### 提示文 ###

鬼子母神さま

小学生のときに転校しました。

母の弟と暮らしていた祖父母と、叔父家族が仲違いをして叔父家族が家を出てしまって、老いた祖父母が二人で暮らすことになって、

心配でいてもたってもいられなくなった母が祖父母の家に戻ったためでした。

父は何人かの人を雇って商売をしていて、これから新しい事業を初めるところだったらしいですが、何年かかけてその場所での仕事をたたみました。


そのとき祖父は83歳、祖母は76歳。祖母は認知症でした。当時は認知症という病気がなくて、母のこともわからない祖母を「ボケている」とみんなが言ってました。両親は何とか治らないかと拝みやさんに行ったり、もちろん医者にも行きましたがわかりませんでした。拝みやさんでは「狐が憑いてる」と言われたようでした。毎晩8時になると両親は私と兄を連れて近くの鬼子母神さんにお願いに行くんです。中に入って、長い長い何か…お経のようなものを読んでました。「鬼子母神さんは母親の子供の心配事をきいてくださる神様だけど、親を心配する子供の願いもきいてくださるはずだ。」と母は言ってました。母は毎晩祖母のことを願いに行ってたんです。


どんどん症状が酷くなる祖母、

毎日下着は汚れ、壁に排泄物を塗りつけていた祖母。母は壁を拭いて、タライで素手で汚れた下着を洗っていました。「かなんわぁ」と独り言を言ってたけれど、祖母を叱ることはありませんでした。


祖父が亡くなってから夜中の徘徊がはじまりました。祖父を探しに歩いていたのでしょうか。

鍵をしても中から開けられます。祖母は病院に行きました。当時は施設もないし、精神病院でした。祖母はすぐに帰ってきました。小さな木の棺に足を屈めて入れられてました。母…ボーゼンとしてました。


母は祖父母を尊敬していました。母の口から祖父母の悪いことを聞いたことがありません。立派な祖父、仲良い祖父母…と私によく言ってました。母は祖父母が大好きでした。

### データ抜粋 ###

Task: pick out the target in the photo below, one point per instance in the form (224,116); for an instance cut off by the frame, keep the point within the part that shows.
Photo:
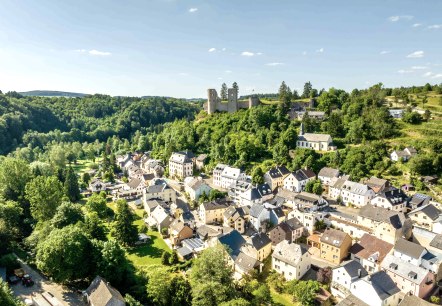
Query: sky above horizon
(180,48)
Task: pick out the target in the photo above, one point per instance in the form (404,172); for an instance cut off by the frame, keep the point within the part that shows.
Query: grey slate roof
(437,242)
(333,237)
(103,294)
(408,248)
(260,240)
(328,172)
(429,210)
(353,267)
(351,300)
(234,241)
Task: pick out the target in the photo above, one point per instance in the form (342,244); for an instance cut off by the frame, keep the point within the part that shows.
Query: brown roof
(333,237)
(369,245)
(100,293)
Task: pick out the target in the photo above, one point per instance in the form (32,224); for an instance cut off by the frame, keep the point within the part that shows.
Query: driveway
(42,284)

###

## 課題の指示
提示文の中でかぎかっこ「」に入っている語句をすべて、出てくる順に書き出してください。

## この課題の解答
1. 「ボケている」
2. 「狐が憑いてる」
3. 「鬼子母神さんは母親の子供の心配事をきいてくださる神様だけど、親を心配する子供の願いもきいてくださるはずだ。」
4. 「かなんわぁ」